§ PASSAGE PROVIDED:
-*-

Marni Nixon, who gained fame as a “ghost singer” for Deborah Kerr in “The King and I,” Natalie Wood in “West Side Story” and Audrey Hepburn in “My Fair Lady,” died of breast cancer on Sunday in New York City. She was 86.
In the 1940s, ’50s and into the ’60s, major film actresses without great singing voices were often “dubbed” by anonymous background singers. Studio execs preferred to keep alive the myth that the stars did their own singing. Nixon became the most famous of these — inadvertently at first, because Kerr spilled the beans in an interview about “The King and I” in 1956.
She was born Feb. 22, 1930, in Altadena, Calif. By the time she was 4, her family discovered that she had the rare gift of “perfect pitch” and started her on violin lessons.
By the time she was 7, she was working as an extra or bit player in films, which continued through her teen years. She can be seen in the background of “The Grapes of Wrath,” “Babes on Broadway,” “Song to Remember,” “The Emperor Waltz,” “The Good Old Summertime” and nearly 50 other films.
At the age of 11, she won $100 in a vocal competition at the L.A. County Fair in Pomona and made up her mind to pursue a singing career. In 1946 famed choral director Roger Wagner invited her to become one of the founding members of the Roger Wagner Chorale, with whom she sang throughout the 1950s (the group eventually became the Los Angeles Master Chorale).

-*-

§ EXCERPTED DATA:
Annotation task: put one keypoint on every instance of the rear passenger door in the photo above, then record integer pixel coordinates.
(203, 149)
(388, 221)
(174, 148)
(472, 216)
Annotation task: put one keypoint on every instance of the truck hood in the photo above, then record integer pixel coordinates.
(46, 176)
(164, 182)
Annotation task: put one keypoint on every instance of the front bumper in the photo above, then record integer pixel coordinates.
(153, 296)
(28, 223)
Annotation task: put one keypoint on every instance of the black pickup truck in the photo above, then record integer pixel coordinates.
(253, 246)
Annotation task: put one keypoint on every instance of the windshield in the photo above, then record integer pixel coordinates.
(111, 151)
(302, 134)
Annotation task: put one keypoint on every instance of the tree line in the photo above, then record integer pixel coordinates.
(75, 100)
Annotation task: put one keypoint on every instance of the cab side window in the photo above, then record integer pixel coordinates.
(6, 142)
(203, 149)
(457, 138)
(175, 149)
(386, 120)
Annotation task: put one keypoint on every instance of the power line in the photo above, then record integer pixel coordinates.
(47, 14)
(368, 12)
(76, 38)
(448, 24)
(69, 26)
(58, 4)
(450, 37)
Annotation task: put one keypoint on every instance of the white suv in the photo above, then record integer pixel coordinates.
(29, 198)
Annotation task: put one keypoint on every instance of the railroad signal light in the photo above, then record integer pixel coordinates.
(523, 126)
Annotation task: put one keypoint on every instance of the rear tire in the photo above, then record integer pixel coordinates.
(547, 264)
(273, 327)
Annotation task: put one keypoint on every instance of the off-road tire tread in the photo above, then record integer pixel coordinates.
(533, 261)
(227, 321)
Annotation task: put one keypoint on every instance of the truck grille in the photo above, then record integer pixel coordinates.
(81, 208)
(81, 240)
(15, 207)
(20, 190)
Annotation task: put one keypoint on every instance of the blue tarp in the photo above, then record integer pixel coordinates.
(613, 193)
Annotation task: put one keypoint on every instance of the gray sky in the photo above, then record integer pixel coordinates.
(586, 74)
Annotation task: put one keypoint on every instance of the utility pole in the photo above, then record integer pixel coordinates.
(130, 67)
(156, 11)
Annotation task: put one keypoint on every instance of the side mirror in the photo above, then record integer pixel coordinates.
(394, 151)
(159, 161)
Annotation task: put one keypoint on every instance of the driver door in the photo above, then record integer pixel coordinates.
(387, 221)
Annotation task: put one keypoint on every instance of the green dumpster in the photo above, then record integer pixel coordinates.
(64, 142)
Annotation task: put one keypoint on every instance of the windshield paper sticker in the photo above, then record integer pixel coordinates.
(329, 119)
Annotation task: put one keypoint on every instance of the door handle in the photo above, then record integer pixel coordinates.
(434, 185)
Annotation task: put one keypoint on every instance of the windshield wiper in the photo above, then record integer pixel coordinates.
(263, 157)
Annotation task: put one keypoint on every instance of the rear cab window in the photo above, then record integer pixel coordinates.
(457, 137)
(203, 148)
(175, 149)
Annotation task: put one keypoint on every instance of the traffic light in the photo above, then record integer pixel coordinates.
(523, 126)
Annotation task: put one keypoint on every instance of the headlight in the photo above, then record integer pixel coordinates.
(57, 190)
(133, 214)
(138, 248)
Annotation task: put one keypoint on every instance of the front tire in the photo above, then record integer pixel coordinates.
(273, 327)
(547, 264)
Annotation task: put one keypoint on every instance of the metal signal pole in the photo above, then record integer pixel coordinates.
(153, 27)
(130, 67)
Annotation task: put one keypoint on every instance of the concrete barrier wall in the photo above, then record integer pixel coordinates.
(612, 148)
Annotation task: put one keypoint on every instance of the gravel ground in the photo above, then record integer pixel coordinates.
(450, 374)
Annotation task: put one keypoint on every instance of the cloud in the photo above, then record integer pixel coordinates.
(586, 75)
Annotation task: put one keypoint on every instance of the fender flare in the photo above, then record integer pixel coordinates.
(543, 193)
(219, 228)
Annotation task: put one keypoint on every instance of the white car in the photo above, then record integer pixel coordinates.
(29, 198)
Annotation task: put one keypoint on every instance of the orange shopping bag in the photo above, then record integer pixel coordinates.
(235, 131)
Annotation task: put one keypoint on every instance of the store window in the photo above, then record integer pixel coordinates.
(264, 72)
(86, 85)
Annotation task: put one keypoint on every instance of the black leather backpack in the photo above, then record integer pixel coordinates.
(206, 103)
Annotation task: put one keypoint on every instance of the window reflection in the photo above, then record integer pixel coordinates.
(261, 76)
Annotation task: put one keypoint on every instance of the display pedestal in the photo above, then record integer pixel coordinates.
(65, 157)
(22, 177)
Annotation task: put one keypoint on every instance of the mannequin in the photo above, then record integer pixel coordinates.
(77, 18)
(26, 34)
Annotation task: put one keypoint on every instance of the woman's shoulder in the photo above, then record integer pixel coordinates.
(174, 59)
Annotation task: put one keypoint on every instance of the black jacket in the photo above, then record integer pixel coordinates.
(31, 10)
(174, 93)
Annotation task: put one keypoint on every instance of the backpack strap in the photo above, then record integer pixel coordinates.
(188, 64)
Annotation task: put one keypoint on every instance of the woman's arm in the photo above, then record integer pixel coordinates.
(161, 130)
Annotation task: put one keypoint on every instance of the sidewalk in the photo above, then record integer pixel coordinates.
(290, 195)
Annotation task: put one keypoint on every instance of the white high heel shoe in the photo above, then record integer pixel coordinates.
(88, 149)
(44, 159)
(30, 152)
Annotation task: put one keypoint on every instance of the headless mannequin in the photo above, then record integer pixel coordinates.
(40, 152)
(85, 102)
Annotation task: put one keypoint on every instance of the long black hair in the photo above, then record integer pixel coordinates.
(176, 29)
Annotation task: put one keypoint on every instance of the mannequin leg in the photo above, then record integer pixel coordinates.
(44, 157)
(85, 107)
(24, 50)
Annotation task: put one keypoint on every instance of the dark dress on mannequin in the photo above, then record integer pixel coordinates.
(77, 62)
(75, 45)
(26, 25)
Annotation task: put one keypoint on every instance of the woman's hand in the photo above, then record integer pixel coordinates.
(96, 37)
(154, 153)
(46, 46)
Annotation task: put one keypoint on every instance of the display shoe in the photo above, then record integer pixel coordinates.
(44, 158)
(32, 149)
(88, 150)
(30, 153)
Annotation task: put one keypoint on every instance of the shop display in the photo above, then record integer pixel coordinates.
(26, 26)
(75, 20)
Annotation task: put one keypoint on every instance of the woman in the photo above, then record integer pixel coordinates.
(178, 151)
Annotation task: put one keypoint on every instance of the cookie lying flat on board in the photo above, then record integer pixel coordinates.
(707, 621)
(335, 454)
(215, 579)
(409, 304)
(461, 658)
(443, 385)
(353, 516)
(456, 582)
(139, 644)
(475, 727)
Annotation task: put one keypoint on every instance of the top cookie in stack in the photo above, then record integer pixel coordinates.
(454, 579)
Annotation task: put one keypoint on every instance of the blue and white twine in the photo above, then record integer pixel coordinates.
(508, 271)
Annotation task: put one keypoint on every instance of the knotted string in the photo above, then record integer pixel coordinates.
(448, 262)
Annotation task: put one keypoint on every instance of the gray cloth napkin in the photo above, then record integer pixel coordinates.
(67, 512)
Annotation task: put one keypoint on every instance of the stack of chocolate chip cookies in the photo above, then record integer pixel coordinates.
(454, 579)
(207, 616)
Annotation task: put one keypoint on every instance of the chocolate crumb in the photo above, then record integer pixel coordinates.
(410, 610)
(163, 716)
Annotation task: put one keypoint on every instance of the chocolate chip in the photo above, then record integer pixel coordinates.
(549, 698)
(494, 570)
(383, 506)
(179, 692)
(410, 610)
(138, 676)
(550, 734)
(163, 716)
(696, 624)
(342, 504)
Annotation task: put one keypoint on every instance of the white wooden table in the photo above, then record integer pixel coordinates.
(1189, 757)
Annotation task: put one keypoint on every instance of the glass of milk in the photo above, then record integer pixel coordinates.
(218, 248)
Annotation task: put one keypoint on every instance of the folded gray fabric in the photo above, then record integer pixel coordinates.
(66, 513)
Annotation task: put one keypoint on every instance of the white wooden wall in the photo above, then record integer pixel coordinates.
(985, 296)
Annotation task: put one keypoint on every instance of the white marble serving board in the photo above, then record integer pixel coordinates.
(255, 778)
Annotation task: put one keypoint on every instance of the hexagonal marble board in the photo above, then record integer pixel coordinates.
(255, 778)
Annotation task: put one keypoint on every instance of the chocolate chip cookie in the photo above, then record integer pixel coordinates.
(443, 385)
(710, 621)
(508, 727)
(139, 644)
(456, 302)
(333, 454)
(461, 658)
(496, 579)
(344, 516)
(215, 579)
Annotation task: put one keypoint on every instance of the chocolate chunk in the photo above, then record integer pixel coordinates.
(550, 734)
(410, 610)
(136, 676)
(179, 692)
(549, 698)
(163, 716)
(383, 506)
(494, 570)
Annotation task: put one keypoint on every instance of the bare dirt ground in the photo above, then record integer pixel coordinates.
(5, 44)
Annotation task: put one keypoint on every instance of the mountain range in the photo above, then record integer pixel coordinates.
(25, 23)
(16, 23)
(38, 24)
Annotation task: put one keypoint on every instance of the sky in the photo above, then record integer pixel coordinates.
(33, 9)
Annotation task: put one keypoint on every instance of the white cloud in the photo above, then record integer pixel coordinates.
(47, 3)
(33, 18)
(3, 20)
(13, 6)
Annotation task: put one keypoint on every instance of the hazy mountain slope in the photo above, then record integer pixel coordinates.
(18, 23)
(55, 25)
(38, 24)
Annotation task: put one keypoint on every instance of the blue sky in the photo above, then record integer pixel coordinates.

-*-

§ WHAT THE TASK REQUIRES: Reproduce the passage in the article on Marni Nixon that begins with the words containing "Marni Nixon, who" and ends with "on violin lessons.".

§ SOLUTION:
Marni Nixon, who gained fame as a “ghost singer” for Deborah Kerr in “The King and I,” Natalie Wood in “West Side Story” and Audrey Hepburn in “My Fair Lady,” died of breast cancer on Sunday in New York City. She was 86.
In the 1940s, ’50s and into the ’60s, major film actresses without great singing voices were often “dubbed” by anonymous background singers. Studio execs preferred to keep alive the myth that the stars did their own singing. Nixon became the most famous of these — inadvertently at first, because Kerr spilled the beans in an interview about “The King and I” in 1956.
She was born Feb. 22, 1930, in Altadena, Calif. By the time she was 4, her family discovered that she had the rare gift of “perfect pitch” and started her on violin lessons.